• What you should do:
In the text on the Botprize:
(a) Which competition does it call the best-known instance of the Turing Test?
(b) Which game, in modified form, is used for the deathmatch?
(c) What share of the judges must a team fool to win the major prize?
##### Text provided #####
Gain 5 points for each correct answer. Lose 3 points for each wrong answer. Lose 4 points for each question skipped. Gain 6 points for attempting an answer then giving up in disgust.
In my previous post I argued that while the best-known instance of the Turing Test, the Loebner Prize, is ostensibly set up to evaluate the ability of an AI bot to fool a human in simulated conversation, the parameters of the competition focus more on testing a human being’s ability to differentiate between human and machine.
If we turn to the world of electronic games we find something very similar, albeit with some revealing differences. In December 2008 Aussie developer 2K Games sponsored the inaugural Botprize, the “Turing Test for Bots;” a second iteration of the contest has just been played out in Milan. The contest, held in conjunction with the IEEE Symposium on Computational Intelligence and Games, is designed to test the ability of a bot to pass as a human player of a first-person shooter. The format is once again the classic Turing model: a judge faces off against a human and a bot in a deathmatch shootout using a modified version of Unreal Tournament (2004). The test is operating in a different ballpark than the Loebner prize (its more of a neighborhood sandlot, really) with its offer of a cash prize of only $7,000 and a trip to 2K’s Canberra studio. To win the major prize a team needs to fool 80% (typically 4 out of 5) of the judges. As we might expect from the long inglorious history of the Loebner prize, no one has come close to grabbing the major award, which leaves everyone fighting it out for the minor money: $2000 and a trip to the studio for the team whose bot is judged to have the highest average “human-ness” (their word, not mine, I swear).
##### Data section #####
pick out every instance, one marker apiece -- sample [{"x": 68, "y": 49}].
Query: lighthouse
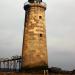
#####
• Answer below:
(a) The Loebner Prize
(b) Unreal Tournament (2004)
(c) 80% (typically 4 out of 5)